By: Vinay Shet, Director, Product Management
The Lyft Level 5 team recently released a self-driving dataset with several tens of thousands of human-labeled 3D annotated frames and a semantic map, along with associated lidar frames and camera imagery. Today, we’re thrilled to launch a Kaggle competition with this dataset on 3D object detection over a semantic map. This competition is being conducted in association with NeurIPS 2019, a premier conference on machine learning, where we’ll be presenting top winners and their solutions at our competition track. The competition officially opens today and will run until November 12, 2019.
The goals of this competition are to advance the state-of-the-art in 3D object detection. We hope to do that by:
- Democratizing the availability of a full modality of data, including advanced data artifacts like 3D semantic maps and fully-calibrated and localized lidar point clouds.
- Focusing research on this problem in the context of autonomous driving, i.e. 3D object detection with the semantic map prior.
We’ll be awarding $25,000 in prizes across three winners. In addition, top performers may be invited to the NeurIPS Conference in December, and may also get the opportunity to interview for a position with the Level 5 team. You can register to participate in this competition by heading over to the Kaggle site for information on data download, rules, submission guidelines, the evaluation metric, and more. You’ll also be able to view the public leaderboards and track progress of the participants.
Vladimir Iglovikov, Lyft’s own Kaggle grandmaster, will be the technical point of contact and host of this competition.
Accelerating the community
Lyft’s mission is to build the world’s best transportation. We envision a world where electric, autonomous vehicles enable us to reimagine our cities built around people, not cars. Self-driving cars are a critical component needed to bring this vision to fruition. We’re working to accelerate the development of self-driving technology to get closer to our vision.
From a technical standpoint, however, self-driving cars pose significant engineering challenges. These challenges are exacerbated by the fact that the bar to unlock technical research and development on higher-level autonomy functions like perception, prediction, and planning is extremely high. Unlocking this technical research and development requires:
- A robust self-driving hardware platform;
- Integration of a variety of hardened, well calibrated sensors;
- Consistent timing across all subsystems;
- Development of efficient ways to ingest data from the car into the cloud;
- Development of tooling and operations to label ground truth on this data;
- Construction of a high-quality HD map;
- The ability to localize the car robustly across a variety of situations, and, finally,
- Efficient operations to drive these cars for several thousands of miles to collect data.
These factors require significant resources that are usually available to industrial engineering organizations, large research labs, and very few academic groups. This implies technical R&D on self-driving cars has traditionally been inaccessible to the broader research community.
Over the last two years, the Level 5 team has been developing a high-quality self-driving technology stack in close collaboration with Magna, one of the largest tier 1 manufacturers in the automotive industry. This has helped accelerate the creation of this large-scale dataset.
This dataset aims to democratize access to such data, and foster innovation in higher-level autonomy functions for everyone, everywhere. By conducting a competition, we hope to encourage the research community to focus on hard problems in this space — namely, 3D object detection over semantic maps.

▸ **PROBLEM A**: According to the competition announcement, until what date will the competition run?
▸ **PROBLEM B**: Rewrite the competition announcement from "Vladimir Iglovikov, Lyft’s" up to and including "to our vision.", replacing "mission" with "goal".

▸ **GIVEN INFORMATION**:
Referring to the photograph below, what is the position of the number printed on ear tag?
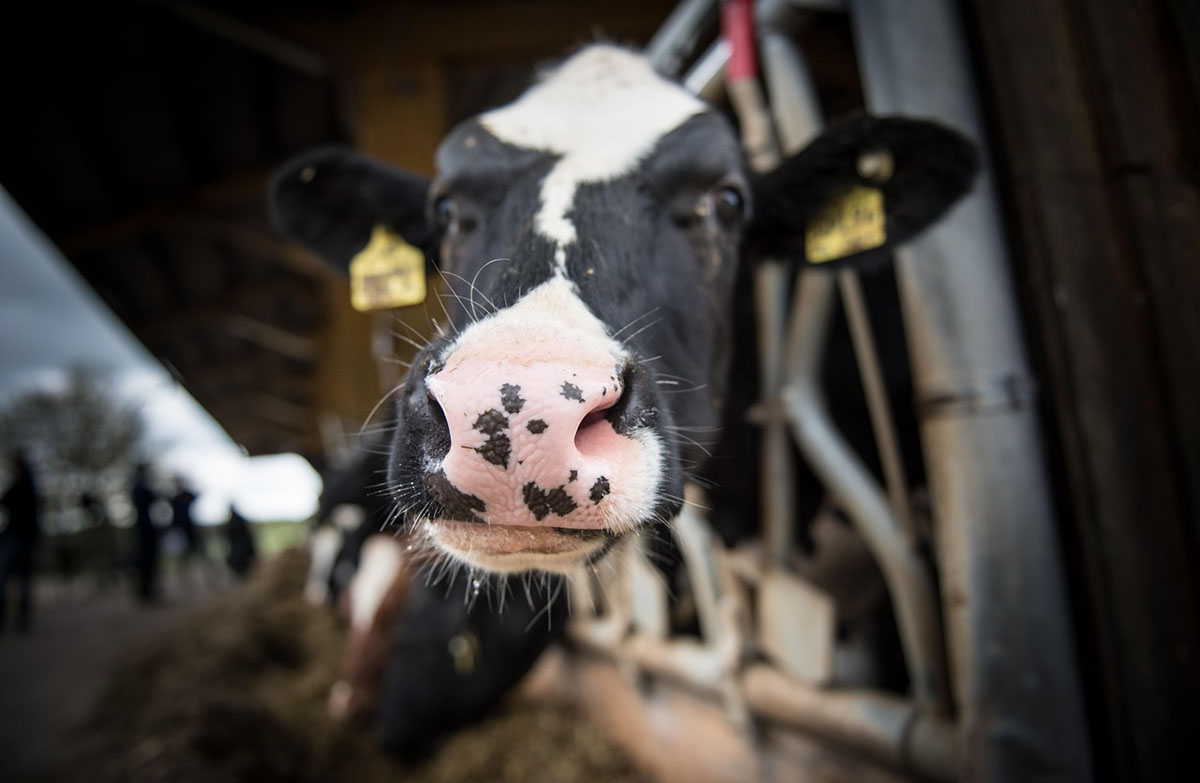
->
[804,185,888,264]
[350,226,425,312]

▸ **PROBLEM SOLUTION A**: November 12, 2019

▸ **PROBLEM SOLUTION B**:
Vladimir Iglovikov, Lyft’s own Kaggle grandmaster, will be the technical point of contact and host of this competition.
Accelerating the community
Lyft’s goal is to build the world’s best transportation. We envision a world where electric, autonomous vehicles enable us to reimagine our cities built around people, not cars. Self-driving cars are a critical component needed to bring this vision to fruition. We’re working to accelerate the development of self-driving technology to get closer to our vision.